■ Stated problem A:
Update the article on the opening of the Saudi stock market from "Plans to allow" up to and including "to be disappointed.", replacing "foreigners" with "non-Saudi investors".

■ Excerpt provided:
[BEGIN]
Saudi Tadawul: an opening of sorts

The opening up of Saudi Arabia’s stock market to international investors – expected to go ahead in the coming months – will be a landmark event for the Saudi economy. But with questions over the level of investor interest, and regulations in place to limit foreign holdings, the impact on the market is likely to be muted at first. Published in Gulf States News, 2 April 2015

Plans to allow international investors to invest directly in companies listed on the Saudi Stock Exchange (Tadawul) have been around for years, but there is a growing belief that opening the market to foreigners will go ahead this year. The exact timing has yet to be confirmed. Some analysts suggest it could happen as early as April, though later in the year seems more likely; the new head of the Capital Market Authority (CMA), Mohammed Bin Abdullah Al-Jadaan, has said the CMA is committed to it taking place in the first half of 2015.

The latest speculation began in July, when the Council of Ministers approved a plan to allow foreigners to buy and sell shares in Saudi-listed companies. But while allowing direct investment represents an important moment in terms of the maturity of the Saudi economy, anyone hoping for a rapid and large influx of funds is likely to be disappointed.
[END]
■ Task input:
[BEGIN]
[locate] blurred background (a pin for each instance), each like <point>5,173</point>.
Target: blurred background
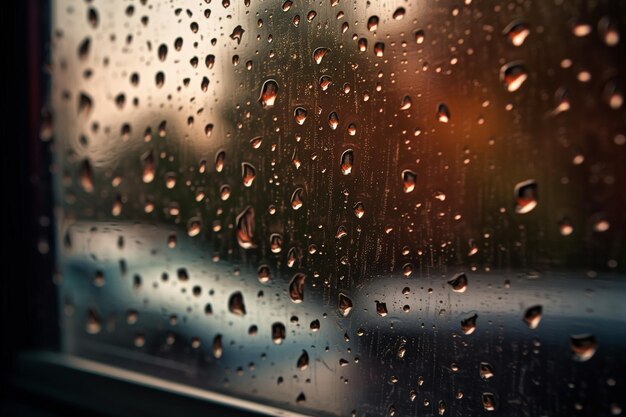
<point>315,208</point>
[END]
[BEGIN]
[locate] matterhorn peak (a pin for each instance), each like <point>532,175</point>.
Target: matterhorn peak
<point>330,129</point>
[END]
[BEGIN]
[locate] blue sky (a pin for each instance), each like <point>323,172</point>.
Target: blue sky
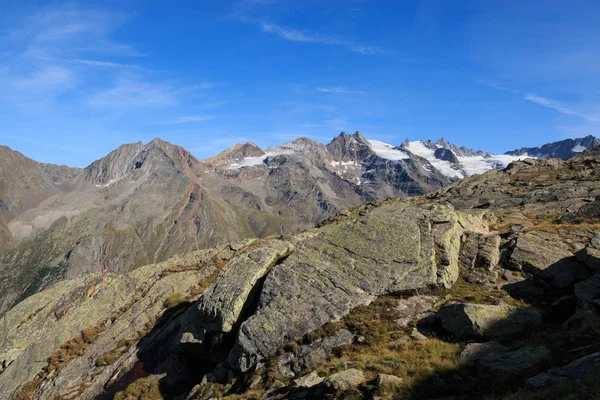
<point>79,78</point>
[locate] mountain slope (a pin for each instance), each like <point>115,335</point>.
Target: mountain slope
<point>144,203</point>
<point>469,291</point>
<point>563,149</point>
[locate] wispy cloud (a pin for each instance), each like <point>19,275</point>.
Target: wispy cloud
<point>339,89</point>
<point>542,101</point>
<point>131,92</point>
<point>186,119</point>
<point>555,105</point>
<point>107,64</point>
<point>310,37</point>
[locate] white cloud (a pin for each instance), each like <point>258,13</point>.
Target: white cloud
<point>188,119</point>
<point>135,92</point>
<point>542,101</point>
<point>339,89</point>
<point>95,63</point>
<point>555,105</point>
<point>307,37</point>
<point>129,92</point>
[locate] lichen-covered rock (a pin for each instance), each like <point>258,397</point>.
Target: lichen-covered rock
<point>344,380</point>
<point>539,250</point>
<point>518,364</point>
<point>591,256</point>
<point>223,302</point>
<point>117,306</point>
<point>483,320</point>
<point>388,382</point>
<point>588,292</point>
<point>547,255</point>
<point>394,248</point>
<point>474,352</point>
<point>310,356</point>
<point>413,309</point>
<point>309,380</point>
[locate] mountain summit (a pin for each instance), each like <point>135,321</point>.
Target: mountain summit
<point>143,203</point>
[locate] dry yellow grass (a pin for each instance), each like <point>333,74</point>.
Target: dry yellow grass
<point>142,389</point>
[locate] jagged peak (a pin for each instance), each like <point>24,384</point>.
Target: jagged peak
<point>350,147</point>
[END]
■ Stated problem B:
Return the entries from the line with "[locate] blurred background" up to and including the line with "<point>315,208</point>" unchanged, leaving out the pictures.

■ Task solution A:
Plans to allow international investors to invest directly in companies listed on the Saudi Stock Exchange (Tadawul) have been around for years, but there is a growing belief that opening the market to non-Saudi investors will go ahead this year. The exact timing has yet to be confirmed. Some analysts suggest it could happen as early as April, though later in the year seems more likely; the new head of the Capital Market Authority (CMA), Mohammed Bin Abdullah Al-Jadaan, has said the CMA is committed to it taking place in the first half of 2015.

The latest speculation began in July, when the Council of Ministers approved a plan to allow non-Saudi investors to buy and sell shares in Saudi-listed companies. But while allowing direct investment represents an important moment in terms of the maturity of the Saudi economy, anyone hoping for a rapid and large influx of funds is likely to be disappointed.

■ Task solution B:
[locate] blurred background (a pin for each instance), each like <point>5,173</point>.
Target: blurred background
<point>315,208</point>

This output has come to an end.